Data entries:
+++++

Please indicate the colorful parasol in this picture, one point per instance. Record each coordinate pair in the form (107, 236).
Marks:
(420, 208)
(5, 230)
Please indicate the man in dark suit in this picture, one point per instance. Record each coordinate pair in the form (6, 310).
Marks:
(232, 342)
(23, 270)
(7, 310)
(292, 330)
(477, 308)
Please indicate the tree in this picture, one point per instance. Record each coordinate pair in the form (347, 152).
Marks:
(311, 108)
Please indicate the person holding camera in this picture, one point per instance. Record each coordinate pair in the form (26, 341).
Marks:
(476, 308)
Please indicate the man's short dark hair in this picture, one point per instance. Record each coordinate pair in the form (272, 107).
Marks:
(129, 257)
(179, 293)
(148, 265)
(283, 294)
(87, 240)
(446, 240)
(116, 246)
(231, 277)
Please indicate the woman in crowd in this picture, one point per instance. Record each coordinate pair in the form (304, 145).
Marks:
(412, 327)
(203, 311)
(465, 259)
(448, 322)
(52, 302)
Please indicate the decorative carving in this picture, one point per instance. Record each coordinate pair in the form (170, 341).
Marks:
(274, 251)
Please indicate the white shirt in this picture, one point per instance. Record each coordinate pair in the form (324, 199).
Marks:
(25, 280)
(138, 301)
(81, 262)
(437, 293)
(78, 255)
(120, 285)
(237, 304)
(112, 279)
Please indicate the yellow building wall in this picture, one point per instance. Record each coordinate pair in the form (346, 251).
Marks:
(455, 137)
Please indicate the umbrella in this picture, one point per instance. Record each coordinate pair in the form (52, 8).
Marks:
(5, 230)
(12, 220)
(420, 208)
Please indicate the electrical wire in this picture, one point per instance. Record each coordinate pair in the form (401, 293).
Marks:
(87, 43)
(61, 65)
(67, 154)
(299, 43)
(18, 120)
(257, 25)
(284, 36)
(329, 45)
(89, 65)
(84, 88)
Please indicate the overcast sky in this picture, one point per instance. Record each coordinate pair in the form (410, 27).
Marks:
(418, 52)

+++++

Supply the count of lines in the entries that include "dark", and no other text.

2